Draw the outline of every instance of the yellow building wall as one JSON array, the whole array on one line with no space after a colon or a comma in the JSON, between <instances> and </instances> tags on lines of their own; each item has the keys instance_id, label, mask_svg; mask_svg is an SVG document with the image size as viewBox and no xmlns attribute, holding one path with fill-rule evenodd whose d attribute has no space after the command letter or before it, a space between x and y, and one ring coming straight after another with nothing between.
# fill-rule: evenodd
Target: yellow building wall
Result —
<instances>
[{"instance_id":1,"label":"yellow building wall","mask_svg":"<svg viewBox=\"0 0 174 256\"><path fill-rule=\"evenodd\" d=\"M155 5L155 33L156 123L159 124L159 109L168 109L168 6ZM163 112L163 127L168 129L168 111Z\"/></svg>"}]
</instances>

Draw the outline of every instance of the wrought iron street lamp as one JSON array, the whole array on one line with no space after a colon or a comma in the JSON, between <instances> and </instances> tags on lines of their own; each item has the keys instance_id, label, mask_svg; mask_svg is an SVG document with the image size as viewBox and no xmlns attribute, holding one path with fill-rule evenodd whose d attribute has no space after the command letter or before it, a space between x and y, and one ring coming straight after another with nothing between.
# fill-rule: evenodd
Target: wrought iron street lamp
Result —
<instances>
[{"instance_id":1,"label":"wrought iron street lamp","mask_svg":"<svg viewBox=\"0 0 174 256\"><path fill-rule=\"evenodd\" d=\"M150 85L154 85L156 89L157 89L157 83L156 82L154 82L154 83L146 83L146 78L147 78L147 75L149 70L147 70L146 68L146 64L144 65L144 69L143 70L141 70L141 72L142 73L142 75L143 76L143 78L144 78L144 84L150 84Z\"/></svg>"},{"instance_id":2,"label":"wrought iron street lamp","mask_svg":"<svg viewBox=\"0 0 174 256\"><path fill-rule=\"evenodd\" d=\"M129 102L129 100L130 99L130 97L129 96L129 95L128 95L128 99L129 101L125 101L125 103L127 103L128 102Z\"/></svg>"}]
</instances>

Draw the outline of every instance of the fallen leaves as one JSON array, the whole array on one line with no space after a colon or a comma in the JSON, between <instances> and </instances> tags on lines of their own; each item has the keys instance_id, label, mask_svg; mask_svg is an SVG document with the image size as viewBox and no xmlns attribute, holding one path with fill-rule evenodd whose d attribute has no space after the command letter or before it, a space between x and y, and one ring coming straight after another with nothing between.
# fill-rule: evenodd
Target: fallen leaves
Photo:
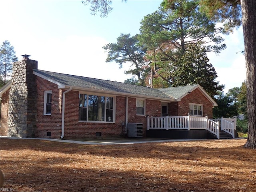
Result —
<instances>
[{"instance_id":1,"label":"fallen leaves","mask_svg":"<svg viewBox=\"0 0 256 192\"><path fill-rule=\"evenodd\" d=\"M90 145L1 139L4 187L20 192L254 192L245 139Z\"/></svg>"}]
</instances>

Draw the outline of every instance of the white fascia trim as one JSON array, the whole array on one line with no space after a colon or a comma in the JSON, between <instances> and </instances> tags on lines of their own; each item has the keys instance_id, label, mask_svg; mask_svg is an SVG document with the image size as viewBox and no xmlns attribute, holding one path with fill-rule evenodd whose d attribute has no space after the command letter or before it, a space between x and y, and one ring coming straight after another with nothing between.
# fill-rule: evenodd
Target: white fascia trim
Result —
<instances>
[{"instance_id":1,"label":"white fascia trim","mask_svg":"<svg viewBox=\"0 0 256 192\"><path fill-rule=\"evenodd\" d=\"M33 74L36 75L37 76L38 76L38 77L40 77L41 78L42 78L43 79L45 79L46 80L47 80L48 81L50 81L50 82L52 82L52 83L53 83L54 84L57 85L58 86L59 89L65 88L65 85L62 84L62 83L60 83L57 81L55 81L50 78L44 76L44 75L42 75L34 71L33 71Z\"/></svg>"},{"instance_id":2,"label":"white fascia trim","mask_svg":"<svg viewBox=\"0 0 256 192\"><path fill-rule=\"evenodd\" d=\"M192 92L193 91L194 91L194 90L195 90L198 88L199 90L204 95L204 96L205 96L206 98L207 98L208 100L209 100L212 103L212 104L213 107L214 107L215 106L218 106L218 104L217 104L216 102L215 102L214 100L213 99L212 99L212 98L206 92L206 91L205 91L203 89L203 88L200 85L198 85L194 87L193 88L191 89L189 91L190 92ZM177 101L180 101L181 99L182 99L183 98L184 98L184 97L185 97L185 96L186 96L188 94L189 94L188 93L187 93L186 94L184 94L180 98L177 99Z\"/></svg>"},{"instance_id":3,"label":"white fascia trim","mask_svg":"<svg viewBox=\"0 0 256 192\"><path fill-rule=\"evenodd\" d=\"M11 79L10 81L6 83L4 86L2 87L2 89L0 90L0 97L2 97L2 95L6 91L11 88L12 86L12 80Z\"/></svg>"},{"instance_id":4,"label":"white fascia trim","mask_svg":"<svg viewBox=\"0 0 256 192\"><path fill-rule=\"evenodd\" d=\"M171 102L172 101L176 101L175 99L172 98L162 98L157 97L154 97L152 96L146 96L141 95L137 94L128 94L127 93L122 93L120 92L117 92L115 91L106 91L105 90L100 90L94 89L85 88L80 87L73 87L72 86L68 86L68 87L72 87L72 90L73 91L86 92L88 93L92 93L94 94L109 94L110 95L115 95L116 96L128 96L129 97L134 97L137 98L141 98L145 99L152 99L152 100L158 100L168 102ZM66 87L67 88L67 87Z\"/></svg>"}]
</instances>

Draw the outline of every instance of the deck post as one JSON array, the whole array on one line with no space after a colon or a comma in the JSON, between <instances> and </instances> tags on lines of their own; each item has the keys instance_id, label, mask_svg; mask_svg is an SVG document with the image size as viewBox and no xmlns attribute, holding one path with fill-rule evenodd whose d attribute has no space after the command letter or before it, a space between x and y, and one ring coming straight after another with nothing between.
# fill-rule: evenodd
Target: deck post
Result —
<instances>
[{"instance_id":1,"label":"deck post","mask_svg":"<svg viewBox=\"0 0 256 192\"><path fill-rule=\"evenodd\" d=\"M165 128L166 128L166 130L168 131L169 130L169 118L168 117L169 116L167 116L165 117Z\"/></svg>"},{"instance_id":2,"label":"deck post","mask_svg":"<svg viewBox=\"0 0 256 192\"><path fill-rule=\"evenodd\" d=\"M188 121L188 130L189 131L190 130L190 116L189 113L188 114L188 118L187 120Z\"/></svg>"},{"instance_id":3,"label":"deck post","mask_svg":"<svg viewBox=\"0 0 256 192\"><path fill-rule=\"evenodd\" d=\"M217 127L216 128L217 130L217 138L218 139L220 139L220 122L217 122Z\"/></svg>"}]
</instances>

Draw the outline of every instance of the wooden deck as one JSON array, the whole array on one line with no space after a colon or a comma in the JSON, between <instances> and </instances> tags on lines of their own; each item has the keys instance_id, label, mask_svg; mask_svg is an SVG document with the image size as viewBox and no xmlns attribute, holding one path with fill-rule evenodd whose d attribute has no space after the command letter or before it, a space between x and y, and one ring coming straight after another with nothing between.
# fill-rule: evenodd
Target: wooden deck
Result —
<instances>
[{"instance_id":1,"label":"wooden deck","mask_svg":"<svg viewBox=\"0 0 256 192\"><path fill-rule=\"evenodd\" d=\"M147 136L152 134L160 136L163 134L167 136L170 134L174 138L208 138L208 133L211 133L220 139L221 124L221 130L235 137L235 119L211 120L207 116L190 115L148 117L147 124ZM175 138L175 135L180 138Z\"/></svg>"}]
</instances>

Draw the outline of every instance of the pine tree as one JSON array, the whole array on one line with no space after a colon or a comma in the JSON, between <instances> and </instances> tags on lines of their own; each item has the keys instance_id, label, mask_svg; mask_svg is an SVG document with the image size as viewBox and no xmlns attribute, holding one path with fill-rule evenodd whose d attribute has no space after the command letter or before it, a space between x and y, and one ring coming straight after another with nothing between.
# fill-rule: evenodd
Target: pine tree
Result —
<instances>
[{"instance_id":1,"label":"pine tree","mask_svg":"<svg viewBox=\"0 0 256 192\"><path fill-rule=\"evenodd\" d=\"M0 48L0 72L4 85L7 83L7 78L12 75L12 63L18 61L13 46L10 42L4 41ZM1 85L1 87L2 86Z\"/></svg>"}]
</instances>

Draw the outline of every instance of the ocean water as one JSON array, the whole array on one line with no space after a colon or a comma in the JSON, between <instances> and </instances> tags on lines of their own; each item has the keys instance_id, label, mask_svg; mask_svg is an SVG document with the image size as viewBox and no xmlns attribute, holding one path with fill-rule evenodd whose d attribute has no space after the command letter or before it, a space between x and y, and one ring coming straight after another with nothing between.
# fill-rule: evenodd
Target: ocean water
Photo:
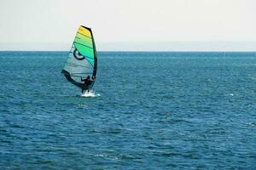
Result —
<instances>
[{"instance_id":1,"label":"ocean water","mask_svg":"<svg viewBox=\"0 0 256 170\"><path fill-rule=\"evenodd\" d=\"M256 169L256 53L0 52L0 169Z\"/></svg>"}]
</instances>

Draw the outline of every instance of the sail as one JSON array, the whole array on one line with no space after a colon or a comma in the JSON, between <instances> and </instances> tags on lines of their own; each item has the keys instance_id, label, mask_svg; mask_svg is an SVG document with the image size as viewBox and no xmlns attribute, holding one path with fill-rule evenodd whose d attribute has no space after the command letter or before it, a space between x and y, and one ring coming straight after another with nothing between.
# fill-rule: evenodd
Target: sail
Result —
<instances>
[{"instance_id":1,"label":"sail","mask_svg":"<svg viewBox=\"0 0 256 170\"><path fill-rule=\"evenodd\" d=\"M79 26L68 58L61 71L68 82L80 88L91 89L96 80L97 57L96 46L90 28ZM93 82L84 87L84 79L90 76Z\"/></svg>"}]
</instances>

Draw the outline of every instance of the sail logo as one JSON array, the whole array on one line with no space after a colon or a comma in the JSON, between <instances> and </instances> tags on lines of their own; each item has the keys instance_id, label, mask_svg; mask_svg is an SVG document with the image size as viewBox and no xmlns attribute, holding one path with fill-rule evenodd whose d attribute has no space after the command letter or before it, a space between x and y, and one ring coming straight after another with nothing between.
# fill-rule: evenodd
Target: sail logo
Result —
---
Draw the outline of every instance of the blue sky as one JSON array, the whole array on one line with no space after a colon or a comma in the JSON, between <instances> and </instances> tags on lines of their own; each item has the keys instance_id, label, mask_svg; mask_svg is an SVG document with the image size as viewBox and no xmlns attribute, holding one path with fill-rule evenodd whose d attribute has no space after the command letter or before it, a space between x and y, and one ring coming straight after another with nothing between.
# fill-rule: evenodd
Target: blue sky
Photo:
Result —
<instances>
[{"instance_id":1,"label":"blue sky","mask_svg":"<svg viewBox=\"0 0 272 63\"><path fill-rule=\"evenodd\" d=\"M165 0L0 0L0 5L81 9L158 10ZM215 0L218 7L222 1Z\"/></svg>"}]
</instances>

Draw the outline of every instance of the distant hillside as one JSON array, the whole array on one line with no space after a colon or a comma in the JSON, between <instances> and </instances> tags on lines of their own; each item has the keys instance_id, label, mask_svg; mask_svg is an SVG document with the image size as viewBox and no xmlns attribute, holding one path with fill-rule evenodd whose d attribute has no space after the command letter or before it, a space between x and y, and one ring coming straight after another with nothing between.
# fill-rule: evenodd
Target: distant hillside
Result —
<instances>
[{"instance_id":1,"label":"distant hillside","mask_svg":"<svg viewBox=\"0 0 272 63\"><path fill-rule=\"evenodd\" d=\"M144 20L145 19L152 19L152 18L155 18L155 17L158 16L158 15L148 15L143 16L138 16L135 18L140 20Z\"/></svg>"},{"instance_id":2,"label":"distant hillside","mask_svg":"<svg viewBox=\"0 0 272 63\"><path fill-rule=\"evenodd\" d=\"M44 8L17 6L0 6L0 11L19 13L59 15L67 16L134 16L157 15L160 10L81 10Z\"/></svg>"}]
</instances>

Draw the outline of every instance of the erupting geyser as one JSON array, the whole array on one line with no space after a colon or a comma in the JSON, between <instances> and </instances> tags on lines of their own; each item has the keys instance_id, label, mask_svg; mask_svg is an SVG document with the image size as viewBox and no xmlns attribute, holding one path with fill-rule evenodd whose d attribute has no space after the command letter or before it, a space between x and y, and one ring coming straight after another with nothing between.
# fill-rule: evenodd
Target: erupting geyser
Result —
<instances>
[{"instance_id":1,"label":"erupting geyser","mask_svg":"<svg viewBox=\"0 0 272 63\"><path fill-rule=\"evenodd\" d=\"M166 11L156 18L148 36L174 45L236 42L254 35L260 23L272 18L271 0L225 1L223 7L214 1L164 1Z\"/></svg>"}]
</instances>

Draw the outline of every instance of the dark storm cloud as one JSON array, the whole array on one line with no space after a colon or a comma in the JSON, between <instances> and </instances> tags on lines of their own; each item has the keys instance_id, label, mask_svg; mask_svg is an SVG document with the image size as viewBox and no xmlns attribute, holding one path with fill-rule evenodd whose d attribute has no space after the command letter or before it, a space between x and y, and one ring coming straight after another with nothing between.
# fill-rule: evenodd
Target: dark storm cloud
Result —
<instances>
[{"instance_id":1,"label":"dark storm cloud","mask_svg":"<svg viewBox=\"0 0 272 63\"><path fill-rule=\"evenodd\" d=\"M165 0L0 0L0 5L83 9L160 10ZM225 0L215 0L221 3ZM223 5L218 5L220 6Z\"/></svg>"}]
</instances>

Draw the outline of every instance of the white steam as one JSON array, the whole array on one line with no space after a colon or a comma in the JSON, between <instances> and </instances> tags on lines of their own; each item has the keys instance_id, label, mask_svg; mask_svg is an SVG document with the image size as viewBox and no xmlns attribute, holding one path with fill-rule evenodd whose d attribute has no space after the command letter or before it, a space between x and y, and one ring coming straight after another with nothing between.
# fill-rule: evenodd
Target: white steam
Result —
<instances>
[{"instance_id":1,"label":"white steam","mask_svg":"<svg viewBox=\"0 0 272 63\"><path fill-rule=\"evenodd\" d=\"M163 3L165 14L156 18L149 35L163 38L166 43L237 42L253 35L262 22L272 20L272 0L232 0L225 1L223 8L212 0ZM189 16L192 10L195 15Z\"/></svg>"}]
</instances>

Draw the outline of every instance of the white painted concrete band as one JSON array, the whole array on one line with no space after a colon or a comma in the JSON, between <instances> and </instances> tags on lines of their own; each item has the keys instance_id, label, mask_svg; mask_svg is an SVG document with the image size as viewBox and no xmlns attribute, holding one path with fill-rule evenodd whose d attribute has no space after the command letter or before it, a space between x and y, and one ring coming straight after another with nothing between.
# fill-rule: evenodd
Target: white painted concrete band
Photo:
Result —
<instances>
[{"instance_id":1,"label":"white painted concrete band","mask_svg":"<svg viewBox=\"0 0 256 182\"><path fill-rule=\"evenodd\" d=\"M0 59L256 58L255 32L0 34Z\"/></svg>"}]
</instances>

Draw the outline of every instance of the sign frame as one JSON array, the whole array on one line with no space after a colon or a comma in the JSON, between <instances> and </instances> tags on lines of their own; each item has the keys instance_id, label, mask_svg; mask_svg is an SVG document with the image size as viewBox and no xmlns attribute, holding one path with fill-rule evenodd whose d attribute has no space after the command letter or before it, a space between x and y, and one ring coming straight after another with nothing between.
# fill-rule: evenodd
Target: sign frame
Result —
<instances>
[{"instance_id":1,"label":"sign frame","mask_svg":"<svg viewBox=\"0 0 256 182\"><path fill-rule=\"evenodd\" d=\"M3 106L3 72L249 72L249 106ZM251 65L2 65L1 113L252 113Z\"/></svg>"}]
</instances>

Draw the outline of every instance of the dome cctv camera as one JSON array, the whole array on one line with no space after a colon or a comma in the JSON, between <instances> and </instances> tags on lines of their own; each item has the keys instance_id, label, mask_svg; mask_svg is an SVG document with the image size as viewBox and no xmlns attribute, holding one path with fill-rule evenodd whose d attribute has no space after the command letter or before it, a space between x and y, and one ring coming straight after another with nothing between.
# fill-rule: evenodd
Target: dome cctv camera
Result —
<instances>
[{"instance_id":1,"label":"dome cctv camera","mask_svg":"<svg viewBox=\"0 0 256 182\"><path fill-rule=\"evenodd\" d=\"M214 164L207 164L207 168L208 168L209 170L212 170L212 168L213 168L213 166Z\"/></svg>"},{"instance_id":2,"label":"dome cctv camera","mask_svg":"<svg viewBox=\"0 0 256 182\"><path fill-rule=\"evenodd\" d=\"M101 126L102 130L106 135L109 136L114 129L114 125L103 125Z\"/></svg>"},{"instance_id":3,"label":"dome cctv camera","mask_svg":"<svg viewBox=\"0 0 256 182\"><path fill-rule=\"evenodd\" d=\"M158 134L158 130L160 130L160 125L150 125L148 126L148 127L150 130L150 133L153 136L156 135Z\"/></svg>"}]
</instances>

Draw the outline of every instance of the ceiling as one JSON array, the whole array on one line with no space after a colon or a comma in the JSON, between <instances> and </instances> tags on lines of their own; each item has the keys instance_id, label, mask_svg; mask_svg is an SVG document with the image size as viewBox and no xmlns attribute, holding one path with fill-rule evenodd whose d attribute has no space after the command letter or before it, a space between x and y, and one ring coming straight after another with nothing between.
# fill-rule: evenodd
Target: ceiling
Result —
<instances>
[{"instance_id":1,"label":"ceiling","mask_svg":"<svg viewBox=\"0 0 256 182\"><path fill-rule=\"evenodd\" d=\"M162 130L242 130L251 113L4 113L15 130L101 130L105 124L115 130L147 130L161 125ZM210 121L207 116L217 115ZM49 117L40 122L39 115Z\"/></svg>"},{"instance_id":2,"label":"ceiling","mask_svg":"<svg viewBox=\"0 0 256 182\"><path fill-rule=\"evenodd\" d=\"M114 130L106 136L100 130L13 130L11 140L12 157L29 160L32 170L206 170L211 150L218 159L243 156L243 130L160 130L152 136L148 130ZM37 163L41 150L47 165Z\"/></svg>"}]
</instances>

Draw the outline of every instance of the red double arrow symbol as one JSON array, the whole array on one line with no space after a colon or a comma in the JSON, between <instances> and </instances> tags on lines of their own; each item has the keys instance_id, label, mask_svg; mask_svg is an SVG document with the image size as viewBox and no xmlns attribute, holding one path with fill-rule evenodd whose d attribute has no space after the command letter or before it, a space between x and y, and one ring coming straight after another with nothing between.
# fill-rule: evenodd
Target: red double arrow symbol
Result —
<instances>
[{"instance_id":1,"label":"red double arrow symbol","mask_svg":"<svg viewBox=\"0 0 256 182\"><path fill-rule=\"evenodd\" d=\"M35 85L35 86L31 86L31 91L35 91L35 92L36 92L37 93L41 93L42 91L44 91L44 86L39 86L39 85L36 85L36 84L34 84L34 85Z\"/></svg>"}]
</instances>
...
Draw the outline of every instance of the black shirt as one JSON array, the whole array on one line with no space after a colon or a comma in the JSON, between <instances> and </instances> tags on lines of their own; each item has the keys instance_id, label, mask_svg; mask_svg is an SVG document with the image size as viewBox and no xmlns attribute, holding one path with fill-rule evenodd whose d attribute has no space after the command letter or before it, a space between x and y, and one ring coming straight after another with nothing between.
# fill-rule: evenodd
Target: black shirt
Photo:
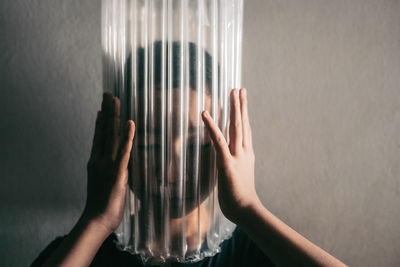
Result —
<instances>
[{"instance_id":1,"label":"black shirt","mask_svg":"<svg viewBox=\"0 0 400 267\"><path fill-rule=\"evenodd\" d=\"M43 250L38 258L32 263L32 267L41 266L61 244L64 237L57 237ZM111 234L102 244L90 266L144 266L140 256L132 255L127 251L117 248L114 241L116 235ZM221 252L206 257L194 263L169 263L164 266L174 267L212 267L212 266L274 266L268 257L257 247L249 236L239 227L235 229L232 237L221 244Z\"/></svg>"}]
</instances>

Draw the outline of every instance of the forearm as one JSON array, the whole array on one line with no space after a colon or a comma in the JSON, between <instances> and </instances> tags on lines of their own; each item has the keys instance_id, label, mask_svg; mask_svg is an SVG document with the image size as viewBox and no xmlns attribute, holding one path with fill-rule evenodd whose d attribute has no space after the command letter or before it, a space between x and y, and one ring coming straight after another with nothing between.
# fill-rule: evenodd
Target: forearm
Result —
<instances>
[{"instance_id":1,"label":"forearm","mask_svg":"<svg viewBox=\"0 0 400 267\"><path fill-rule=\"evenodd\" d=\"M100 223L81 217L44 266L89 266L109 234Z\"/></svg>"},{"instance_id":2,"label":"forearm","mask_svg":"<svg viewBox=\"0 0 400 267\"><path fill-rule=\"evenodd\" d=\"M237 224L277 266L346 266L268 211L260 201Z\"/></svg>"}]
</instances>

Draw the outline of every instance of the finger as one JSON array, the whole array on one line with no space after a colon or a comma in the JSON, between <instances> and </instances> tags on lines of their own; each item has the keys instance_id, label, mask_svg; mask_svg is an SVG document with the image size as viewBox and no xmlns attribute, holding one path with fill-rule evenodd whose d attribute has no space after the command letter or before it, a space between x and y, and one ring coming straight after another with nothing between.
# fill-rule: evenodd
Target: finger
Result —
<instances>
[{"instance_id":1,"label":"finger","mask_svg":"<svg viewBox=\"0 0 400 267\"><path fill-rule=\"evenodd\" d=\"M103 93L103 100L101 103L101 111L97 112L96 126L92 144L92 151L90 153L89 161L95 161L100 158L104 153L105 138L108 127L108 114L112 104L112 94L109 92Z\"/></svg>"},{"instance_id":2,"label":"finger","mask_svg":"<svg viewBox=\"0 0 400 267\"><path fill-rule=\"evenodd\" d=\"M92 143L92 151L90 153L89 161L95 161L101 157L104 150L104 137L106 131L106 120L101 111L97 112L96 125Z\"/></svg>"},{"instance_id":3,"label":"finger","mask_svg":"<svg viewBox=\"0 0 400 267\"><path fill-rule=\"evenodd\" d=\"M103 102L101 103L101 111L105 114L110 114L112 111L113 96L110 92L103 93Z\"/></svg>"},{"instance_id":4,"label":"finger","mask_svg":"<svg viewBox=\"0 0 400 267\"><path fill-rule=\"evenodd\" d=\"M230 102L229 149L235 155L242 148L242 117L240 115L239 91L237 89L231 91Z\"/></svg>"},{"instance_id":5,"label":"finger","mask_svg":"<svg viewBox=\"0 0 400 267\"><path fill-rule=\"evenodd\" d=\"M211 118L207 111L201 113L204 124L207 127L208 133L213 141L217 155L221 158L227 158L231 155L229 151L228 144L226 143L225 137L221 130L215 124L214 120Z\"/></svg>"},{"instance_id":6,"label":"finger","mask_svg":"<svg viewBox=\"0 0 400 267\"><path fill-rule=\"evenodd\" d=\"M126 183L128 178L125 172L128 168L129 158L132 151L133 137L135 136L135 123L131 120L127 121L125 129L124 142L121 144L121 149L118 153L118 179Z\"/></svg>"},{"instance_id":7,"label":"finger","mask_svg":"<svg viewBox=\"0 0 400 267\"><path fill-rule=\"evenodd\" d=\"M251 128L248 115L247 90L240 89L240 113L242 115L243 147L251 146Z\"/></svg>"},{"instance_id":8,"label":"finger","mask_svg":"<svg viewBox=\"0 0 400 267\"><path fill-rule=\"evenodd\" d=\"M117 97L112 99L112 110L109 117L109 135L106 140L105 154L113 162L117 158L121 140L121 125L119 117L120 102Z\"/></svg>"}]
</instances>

_Problem requirements:_
Tally the lines in the data above that contain the string "logo". How many are there? Reply with the number alone.

_Finished exercise:_
2